Goal of the exercise — When a line of the records below contains the string "Indicate", copy that whole line.

=== Begin Enclosure ===

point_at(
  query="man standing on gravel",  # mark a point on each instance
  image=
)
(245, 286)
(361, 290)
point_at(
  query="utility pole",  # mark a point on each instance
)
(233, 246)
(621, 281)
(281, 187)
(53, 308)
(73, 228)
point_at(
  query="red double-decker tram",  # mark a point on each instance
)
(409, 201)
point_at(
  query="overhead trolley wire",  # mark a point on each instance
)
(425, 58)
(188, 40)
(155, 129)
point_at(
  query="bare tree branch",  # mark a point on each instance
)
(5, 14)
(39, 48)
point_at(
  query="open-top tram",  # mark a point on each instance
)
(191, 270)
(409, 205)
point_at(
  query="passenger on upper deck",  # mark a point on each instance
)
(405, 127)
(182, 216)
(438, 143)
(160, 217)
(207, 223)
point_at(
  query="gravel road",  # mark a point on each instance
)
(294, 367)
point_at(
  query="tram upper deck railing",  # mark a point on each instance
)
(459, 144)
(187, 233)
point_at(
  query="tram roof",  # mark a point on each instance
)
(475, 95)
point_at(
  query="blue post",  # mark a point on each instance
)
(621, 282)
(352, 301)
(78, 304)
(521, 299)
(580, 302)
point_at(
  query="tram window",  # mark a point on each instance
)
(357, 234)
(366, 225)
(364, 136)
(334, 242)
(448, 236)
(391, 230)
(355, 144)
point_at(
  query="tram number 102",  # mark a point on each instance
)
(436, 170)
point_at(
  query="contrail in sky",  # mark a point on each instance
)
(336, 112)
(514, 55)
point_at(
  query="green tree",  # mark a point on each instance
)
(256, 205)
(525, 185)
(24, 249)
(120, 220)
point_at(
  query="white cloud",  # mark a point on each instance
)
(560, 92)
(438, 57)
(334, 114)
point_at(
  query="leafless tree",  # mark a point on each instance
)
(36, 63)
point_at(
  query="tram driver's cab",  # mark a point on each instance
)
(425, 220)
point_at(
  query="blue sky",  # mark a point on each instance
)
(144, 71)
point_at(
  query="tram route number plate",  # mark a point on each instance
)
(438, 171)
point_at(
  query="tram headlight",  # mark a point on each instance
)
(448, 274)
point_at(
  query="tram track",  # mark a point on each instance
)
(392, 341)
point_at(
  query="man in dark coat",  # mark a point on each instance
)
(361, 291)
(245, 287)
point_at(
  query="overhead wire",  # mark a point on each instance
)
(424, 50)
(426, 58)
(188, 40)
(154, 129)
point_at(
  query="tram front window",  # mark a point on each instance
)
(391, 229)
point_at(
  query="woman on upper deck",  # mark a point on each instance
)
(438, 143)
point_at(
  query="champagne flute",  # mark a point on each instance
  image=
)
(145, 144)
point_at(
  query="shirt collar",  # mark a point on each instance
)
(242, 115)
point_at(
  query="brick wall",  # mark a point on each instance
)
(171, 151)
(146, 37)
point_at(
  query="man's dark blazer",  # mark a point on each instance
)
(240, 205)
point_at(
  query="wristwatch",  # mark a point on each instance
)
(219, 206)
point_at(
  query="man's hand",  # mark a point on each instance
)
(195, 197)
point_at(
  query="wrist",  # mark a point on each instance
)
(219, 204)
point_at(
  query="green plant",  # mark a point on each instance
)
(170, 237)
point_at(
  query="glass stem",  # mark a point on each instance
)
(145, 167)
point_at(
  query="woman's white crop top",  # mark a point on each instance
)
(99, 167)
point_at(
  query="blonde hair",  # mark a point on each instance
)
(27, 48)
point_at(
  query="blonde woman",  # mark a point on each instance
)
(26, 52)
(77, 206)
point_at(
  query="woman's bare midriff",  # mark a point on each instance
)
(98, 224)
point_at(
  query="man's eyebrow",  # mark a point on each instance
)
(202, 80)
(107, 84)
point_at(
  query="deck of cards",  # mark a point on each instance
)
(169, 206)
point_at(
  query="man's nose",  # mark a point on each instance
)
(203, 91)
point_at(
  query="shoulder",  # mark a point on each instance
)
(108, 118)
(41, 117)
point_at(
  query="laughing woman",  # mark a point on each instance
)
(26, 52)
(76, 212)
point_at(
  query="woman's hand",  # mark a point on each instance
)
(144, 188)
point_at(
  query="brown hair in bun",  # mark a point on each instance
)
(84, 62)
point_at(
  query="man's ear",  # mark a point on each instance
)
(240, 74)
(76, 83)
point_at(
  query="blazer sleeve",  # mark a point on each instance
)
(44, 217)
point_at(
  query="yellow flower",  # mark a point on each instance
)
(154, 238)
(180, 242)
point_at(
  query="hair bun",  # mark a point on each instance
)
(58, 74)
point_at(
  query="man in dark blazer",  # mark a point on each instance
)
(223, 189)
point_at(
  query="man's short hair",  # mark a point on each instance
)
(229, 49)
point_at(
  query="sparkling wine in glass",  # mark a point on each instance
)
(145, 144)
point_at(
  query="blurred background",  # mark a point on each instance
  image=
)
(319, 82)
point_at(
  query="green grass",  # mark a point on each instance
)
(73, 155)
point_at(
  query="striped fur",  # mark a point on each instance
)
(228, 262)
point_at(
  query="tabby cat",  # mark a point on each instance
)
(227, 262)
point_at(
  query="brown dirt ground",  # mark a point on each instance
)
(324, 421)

=== End Enclosure ===
=== Begin Enclosure ===

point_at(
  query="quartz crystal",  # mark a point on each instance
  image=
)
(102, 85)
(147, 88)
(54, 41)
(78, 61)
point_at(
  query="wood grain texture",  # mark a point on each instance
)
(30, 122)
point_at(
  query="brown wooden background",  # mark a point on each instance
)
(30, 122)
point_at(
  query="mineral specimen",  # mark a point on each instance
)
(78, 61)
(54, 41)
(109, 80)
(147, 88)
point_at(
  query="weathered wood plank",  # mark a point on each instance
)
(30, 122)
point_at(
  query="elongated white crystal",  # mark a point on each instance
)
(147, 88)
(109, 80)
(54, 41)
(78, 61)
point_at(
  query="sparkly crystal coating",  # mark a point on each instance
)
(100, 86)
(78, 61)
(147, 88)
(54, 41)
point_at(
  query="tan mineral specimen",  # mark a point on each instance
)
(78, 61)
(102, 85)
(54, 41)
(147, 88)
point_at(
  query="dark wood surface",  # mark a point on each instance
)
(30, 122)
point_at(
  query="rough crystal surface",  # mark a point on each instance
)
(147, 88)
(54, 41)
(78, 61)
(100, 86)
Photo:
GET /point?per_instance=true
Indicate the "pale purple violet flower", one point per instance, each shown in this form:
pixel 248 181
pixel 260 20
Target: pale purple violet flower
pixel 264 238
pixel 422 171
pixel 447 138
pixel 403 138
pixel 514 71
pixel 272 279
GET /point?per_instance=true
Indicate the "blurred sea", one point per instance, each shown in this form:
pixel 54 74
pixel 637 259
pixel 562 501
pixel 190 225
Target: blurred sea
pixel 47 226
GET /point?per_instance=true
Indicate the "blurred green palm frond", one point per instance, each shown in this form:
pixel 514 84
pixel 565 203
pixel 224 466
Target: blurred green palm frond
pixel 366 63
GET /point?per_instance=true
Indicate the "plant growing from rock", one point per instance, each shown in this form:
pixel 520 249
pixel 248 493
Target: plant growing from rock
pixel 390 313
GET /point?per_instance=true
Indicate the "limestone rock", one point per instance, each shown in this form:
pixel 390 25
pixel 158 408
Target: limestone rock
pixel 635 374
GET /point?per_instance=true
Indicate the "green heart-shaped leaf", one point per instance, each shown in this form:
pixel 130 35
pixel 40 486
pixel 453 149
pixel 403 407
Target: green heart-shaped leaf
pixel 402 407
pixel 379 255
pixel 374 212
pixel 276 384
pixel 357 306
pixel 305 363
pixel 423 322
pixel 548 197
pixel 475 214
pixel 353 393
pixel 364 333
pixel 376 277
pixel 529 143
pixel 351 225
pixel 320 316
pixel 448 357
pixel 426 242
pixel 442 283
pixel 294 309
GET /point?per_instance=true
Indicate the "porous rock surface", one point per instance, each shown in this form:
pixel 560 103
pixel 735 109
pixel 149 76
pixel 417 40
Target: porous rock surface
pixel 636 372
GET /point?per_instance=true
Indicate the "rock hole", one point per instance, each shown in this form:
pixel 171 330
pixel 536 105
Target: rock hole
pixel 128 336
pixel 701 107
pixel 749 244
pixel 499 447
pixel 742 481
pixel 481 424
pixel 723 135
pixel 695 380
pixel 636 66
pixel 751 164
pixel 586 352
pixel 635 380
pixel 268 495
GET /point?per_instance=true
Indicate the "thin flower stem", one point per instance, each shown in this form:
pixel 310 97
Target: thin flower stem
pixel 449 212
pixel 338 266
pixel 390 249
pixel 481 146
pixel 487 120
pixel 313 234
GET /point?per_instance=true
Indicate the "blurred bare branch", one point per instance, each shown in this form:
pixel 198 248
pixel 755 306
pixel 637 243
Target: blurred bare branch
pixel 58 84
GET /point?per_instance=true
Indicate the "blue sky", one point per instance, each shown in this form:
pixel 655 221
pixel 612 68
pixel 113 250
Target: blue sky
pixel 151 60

=== End Enclosure ===

Response —
Indicate the "pale purple violet flower", one point per instance, each shown in this form:
Indicate the "blurred sea", one point per instance, each shown in this form:
Indicate the "blurred green palm frond", one point per instance, each shown in this form:
Indicate the "plant growing from rock", one point per instance, each shown in this form:
Indicate the "limestone rock", one point per instance, each shown in this form:
Indicate the "green heart-shaped leaf", one point per instance, each shown in this form:
Indicate the "porous rock surface", one point per instance, each shown in this form:
Indicate the "rock hole", one point per instance, each shown in this form:
Indicate the "thin flower stem", one point per instance, each shown in this form:
Indicate the "blurred bare branch", one point per instance, each shown in this form:
Indicate the "blue sky", one point per instance, each shown in this form:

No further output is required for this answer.